[PASSAGE TO READ — start]
Hammond’s experience of services in Shropshire was that they were thin on the ground and that, even when he was able to get help, professionals often had scant understanding of how to help. “I was in the middle of a panic attack when the community psychiatric nurse came to see me,” he explains. “She took one look at me and ran from the house.”

They decided to set up a local helpline and use the knowledge Hammond had gained to help others. “We put an advertisement in the local paper saying: ‘Recovering agoraphobic is interested in setting up a local group to help others’ and asking for volunteers to help people with anxiety problems,” Hammond explains. Four volunteers were recruited, more followed and they began to help people in the county via a helpline operating initially as part of the Midlands’ division of Phobic Action. “Gradually the number of people calling the helpline grew and we realised people were calling from up and down the country. We were a national service – it had taken on a life of its own,” Marion says.
[PASSAGE TO READ — finish]
[SUPPLIED DATA — start]
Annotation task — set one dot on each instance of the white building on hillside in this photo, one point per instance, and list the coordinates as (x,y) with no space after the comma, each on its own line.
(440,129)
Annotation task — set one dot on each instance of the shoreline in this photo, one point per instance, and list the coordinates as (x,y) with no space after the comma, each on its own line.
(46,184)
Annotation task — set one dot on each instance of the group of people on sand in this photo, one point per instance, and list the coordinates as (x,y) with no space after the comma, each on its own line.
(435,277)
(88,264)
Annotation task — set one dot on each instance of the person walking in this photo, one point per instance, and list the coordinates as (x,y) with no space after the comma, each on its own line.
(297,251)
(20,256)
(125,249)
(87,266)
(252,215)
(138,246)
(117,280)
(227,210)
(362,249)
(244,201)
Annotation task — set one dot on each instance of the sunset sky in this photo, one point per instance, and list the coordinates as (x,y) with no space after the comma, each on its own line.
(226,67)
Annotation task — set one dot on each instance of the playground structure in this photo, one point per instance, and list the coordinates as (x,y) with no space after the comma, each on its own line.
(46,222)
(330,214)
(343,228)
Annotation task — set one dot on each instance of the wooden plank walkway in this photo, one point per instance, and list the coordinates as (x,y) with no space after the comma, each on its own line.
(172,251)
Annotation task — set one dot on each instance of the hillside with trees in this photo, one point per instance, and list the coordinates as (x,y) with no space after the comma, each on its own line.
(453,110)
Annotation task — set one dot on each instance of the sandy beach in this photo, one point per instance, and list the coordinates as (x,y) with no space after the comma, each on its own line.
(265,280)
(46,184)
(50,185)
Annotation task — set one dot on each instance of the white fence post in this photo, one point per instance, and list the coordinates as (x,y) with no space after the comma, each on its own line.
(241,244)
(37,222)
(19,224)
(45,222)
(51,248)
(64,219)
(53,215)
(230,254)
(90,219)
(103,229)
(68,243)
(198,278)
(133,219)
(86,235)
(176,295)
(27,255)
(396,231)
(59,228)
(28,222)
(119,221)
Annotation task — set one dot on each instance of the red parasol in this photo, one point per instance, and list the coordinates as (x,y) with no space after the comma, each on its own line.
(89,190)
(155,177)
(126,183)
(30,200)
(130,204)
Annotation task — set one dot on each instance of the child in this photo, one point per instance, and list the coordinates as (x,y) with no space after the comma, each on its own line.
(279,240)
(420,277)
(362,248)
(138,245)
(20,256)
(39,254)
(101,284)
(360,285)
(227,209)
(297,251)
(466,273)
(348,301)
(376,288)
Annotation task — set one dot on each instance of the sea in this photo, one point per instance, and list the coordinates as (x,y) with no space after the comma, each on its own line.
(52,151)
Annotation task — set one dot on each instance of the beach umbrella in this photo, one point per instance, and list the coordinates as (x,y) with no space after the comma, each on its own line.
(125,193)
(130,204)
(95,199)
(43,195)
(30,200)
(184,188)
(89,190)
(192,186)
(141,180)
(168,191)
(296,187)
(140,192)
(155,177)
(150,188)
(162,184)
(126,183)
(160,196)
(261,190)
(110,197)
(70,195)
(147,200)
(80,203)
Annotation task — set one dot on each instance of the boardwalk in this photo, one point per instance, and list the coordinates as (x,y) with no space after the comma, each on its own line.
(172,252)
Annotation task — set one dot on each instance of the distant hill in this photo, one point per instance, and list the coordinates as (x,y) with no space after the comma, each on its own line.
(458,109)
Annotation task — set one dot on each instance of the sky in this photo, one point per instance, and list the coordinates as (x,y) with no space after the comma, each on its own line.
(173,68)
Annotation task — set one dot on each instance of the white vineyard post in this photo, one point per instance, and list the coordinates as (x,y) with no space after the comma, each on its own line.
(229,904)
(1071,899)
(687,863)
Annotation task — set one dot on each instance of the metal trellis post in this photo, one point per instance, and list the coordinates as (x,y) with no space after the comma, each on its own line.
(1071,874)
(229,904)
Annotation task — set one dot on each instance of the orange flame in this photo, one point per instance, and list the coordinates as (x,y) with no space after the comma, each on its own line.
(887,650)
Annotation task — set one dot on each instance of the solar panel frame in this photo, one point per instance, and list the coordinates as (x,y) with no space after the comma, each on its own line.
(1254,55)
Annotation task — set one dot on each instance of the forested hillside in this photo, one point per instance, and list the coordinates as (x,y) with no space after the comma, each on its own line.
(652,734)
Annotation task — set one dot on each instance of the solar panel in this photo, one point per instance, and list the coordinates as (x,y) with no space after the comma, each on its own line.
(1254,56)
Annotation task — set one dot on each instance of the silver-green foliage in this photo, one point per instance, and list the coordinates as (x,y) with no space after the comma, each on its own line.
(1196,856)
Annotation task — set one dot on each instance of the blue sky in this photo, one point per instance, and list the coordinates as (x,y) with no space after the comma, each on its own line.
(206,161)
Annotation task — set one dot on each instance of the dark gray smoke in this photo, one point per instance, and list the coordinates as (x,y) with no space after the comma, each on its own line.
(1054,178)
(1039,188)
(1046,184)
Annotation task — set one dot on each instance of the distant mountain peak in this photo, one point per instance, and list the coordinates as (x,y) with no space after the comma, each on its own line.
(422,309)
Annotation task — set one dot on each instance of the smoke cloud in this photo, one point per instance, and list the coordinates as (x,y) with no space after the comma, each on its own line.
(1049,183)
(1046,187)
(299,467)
[SUPPLIED DATA — finish]
EXERCISE BRIEF: List every quotation in double quotation marks in the passage about the anxiety helpline. Give the person each one is attributed to.

EXERCISE OUTPUT:
1. Hammond: "I was in the middle of a panic attack when the community psychiatric nurse came to see me. She took one look at me and ran from the house."
2. Hammond: "We put an advertisement in the local paper saying: 'Recovering agoraphobic is interested in setting up a local group to help others' and asking for volunteers to help people with anxiety problems."
3. Marion: "Gradually the number of people calling the helpline grew and we realised people were calling from up and down the country. We were a national service – it had taken on a life of its own."